=== GIVEN ENTRIES ===
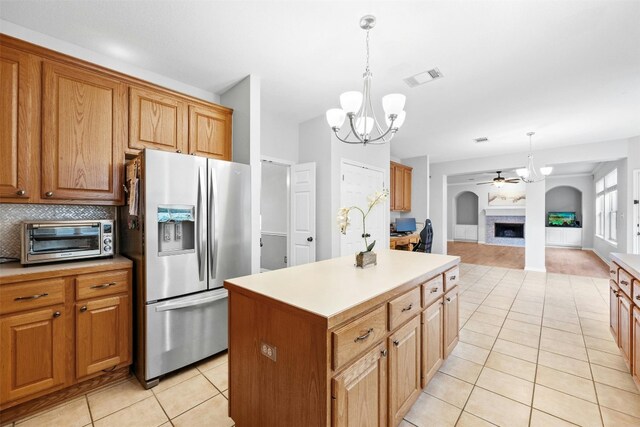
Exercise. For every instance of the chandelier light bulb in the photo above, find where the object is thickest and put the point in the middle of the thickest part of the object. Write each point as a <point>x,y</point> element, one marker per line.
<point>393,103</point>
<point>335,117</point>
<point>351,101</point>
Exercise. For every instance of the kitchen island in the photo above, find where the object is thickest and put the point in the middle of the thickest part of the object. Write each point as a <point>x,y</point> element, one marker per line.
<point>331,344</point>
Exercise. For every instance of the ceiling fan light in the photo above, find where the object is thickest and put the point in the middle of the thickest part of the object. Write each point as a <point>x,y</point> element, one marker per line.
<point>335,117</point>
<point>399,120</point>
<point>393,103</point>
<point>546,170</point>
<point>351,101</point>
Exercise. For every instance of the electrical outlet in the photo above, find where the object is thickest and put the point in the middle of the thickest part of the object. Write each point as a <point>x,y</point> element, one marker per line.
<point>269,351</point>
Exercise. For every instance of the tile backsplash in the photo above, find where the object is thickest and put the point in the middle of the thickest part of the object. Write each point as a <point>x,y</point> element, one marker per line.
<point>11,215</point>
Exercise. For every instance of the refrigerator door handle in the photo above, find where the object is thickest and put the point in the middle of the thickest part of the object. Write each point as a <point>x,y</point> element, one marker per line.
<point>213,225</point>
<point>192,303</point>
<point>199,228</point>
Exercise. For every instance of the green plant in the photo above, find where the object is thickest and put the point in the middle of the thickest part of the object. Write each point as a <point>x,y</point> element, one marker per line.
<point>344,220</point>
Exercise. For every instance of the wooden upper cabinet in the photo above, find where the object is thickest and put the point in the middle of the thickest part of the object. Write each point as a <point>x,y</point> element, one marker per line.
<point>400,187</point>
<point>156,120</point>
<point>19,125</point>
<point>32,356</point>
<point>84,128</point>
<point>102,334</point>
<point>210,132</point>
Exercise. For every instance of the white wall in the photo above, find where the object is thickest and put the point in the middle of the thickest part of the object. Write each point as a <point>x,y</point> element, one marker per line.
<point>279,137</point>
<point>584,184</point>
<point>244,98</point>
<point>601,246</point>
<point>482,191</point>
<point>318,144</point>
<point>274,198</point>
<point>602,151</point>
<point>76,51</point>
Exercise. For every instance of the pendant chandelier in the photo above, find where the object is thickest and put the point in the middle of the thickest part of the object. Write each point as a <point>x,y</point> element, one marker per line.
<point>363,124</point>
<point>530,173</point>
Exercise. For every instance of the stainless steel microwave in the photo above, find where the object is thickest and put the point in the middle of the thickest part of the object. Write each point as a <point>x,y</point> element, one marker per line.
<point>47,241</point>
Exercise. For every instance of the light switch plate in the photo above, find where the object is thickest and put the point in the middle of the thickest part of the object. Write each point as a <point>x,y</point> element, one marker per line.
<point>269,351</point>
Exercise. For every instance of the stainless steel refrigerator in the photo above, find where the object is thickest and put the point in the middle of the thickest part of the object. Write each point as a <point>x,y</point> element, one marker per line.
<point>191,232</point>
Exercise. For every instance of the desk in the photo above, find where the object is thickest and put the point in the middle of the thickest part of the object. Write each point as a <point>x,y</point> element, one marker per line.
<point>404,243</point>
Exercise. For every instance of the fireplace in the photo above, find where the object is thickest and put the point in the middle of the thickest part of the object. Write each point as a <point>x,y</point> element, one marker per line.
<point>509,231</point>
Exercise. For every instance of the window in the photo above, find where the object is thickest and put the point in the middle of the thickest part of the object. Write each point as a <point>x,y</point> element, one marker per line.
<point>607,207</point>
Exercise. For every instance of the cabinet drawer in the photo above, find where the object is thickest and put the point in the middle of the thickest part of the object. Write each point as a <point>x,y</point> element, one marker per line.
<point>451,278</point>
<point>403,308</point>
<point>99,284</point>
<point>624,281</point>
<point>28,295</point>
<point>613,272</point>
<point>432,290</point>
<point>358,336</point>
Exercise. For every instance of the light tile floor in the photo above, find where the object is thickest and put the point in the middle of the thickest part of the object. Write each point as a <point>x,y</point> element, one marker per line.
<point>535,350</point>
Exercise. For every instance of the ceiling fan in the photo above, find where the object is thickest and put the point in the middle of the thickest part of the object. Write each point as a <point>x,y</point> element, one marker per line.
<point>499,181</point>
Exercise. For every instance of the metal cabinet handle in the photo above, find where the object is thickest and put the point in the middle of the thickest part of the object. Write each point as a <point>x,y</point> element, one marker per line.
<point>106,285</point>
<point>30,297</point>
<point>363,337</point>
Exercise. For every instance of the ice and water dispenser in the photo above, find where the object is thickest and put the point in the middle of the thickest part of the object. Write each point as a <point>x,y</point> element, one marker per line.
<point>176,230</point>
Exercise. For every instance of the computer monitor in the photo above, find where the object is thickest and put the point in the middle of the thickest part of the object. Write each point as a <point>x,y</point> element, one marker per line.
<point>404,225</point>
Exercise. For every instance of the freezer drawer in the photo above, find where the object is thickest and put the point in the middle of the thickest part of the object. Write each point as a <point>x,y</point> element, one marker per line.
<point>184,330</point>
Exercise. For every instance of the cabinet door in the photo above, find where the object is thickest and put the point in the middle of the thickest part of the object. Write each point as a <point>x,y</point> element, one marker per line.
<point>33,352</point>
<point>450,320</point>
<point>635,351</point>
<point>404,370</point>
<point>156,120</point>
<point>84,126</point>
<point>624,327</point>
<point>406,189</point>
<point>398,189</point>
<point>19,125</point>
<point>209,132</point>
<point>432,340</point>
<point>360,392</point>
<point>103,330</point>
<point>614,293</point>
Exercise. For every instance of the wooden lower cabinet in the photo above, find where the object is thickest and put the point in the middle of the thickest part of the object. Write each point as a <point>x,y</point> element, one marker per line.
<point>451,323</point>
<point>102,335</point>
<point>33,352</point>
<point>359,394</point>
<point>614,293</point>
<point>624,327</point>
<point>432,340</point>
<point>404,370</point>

=== GOAL ===
Reproduce all the entries above verbatim, line for line, and leave out the pictures.

=== SOLUTION TO THIS PROBLEM ===
Exercise. For every instance of the chandelier light bulb in the photo above, find where the object is thickest and put the point in the middle of the thickest part of the object. Write each point as a <point>x,y</point> element, one marker per line.
<point>393,103</point>
<point>335,117</point>
<point>351,101</point>
Exercise. For every instance of the kitchen island in the photo above, find where the object is thickest and put the point in the middle of the thickest part of the object. Write each point as a <point>x,y</point> element, one marker per line.
<point>331,344</point>
Exercise. For every instance of the ceiling fan light in the photo above, find where the object is thickest and put the point in the middle of the thickest part of the object. Write each point as a <point>x,y</point> element, one marker per line.
<point>335,117</point>
<point>399,120</point>
<point>393,103</point>
<point>546,170</point>
<point>351,101</point>
Exercise. For every instance of the electrical outlet in the photo above, find where the object is thickest and put the point in the middle of the thickest part of the object. Write each point as a <point>x,y</point> element, one marker per line.
<point>269,351</point>
Exercise. For every instance of the tile backsplash in the photo above, find where the object is thickest and put the point in the middle of the thickest part of the object. Write each point as a <point>x,y</point> element, one marker per line.
<point>11,215</point>
Exercise. For every instance of the refrigerator door handle in the photo above, find where the object is thickest and put the point in the middle of the thickest part of the object. Write each point as a <point>x,y</point> element, one marker per line.
<point>213,225</point>
<point>192,303</point>
<point>199,228</point>
Exercise. For every instance of the green plant in the photo above, find where the object is thickest and put the point in the middle of the thickest part of the object. Write each point as a <point>x,y</point> element, one marker per line.
<point>344,220</point>
Exercise. For every instance of the wooden upper cabinet in the photo above, find where the object is thickest and put the point in the middle of the thickest part of the object. Write each point as a <point>x,y</point> element, one marker per line.
<point>400,187</point>
<point>156,120</point>
<point>19,125</point>
<point>32,356</point>
<point>84,128</point>
<point>102,334</point>
<point>210,132</point>
Exercise. For every instance of the white wall in the photo above, find where the object is thickest and put the point in the middle of the thickest part of the object. Write each point as a <point>x,y</point> element, one marker per line.
<point>279,137</point>
<point>584,184</point>
<point>244,98</point>
<point>601,246</point>
<point>482,191</point>
<point>318,144</point>
<point>274,198</point>
<point>602,151</point>
<point>76,51</point>
Exercise. For every instance of the pendant chandelier in the photo above, find where the object is thickest and put the point in the middle of the thickest part of the object. Write each point as a <point>x,y</point> element, one marker per line.
<point>363,124</point>
<point>530,173</point>
Exercise. For every instance of the stainless steel microwave in the photo above, find where the object is thickest and put the point in the middle of the thickest part of the object. Write each point as a <point>x,y</point> element, one marker per line.
<point>47,241</point>
Exercise. For every instance of the light switch plate in the photo above, find where the object is thickest and put the point in the middle of the thickest part of the object. Write each point as a <point>x,y</point> element, one marker per line.
<point>269,351</point>
Exercise. For every instance of the stainless steel refrigerator in the photo above, find where the object is thickest and put the point in the middle of the thickest part of the object. Write each point as a <point>x,y</point> element, one marker per line.
<point>191,232</point>
Exercise. For every instance of the desk in the photo above, find where the object is thickest and put the point in the middle of the thickest part of the object. Write each point as a <point>x,y</point> element, one marker per line.
<point>404,243</point>
Exercise. For every instance of the fireplace in the photo above, find where the object is thickest and put the point in the middle of the thickest part of the object. Write each point as a <point>x,y</point> element, one marker per line.
<point>509,231</point>
Exercise. For every instance of the window in the photo above, find where the object is thickest and put the point in the middle of the thickest part of the object. Write each point as a <point>x,y</point> element, one marker per line.
<point>607,207</point>
Exercise. For every instance of the cabinet drawer in the photo above, find where the object is thickest and put the point in the middle of the thickest part of the object. Write each point as a <point>x,y</point> element, one marker per line.
<point>451,278</point>
<point>403,308</point>
<point>99,284</point>
<point>624,281</point>
<point>28,295</point>
<point>613,272</point>
<point>432,290</point>
<point>358,336</point>
Exercise. For every instance of the light tile floor in the photo above, find where the object is thickest and put the point in the middle of the thickest part of the object. Write each point as a <point>x,y</point> element, one marker per line.
<point>535,350</point>
Exercise. For every instance of the ceiling fan in the photo above, find where the object is thickest and put the point in the middle of the thickest part of the object. Write each point as a <point>x,y</point> element, one marker per line.
<point>499,181</point>
Exercise. For every instance of the metal cabinet handle in the photo above, find where the object is thickest and put the point in the middle of the thickest part of the object. Write each point as a <point>x,y</point> element, one marker per line.
<point>106,285</point>
<point>30,297</point>
<point>363,337</point>
Exercise. For every instance of the ice and water dispenser in the photo above, find where the object is thickest and put the point in the middle of the thickest part of the object. Write each point as a <point>x,y</point> element, one marker per line.
<point>176,230</point>
Exercise. For every instance of the computer monitor in the photo above, find where the object is thickest and put the point in the middle of the thickest part of the object. Write each point as a <point>x,y</point> element, one marker per line.
<point>404,225</point>
Exercise. For every instance of the freezer drawer in the photo above, find where the object is thickest and put the point in the middle of the thickest part of the object. Write each point as a <point>x,y</point> element, one marker per line.
<point>184,330</point>
Exercise. For every instance of the cabinet door in the photo above, find where the object is thickest and put the point in the middle of the thickest part of the object. Write each point as a <point>x,y</point> element, one marker per line.
<point>33,352</point>
<point>450,320</point>
<point>635,351</point>
<point>404,370</point>
<point>156,120</point>
<point>84,126</point>
<point>624,327</point>
<point>406,189</point>
<point>398,189</point>
<point>19,125</point>
<point>209,132</point>
<point>432,340</point>
<point>360,392</point>
<point>103,330</point>
<point>614,293</point>
Exercise. For every instance of the wooden lower cabinet in the photo above, find where the object is thickest and put the point in the middle of the thickest part of the object. Write each point as a <point>x,y</point> element, one marker per line.
<point>451,323</point>
<point>102,335</point>
<point>33,352</point>
<point>359,394</point>
<point>614,293</point>
<point>624,327</point>
<point>432,340</point>
<point>404,370</point>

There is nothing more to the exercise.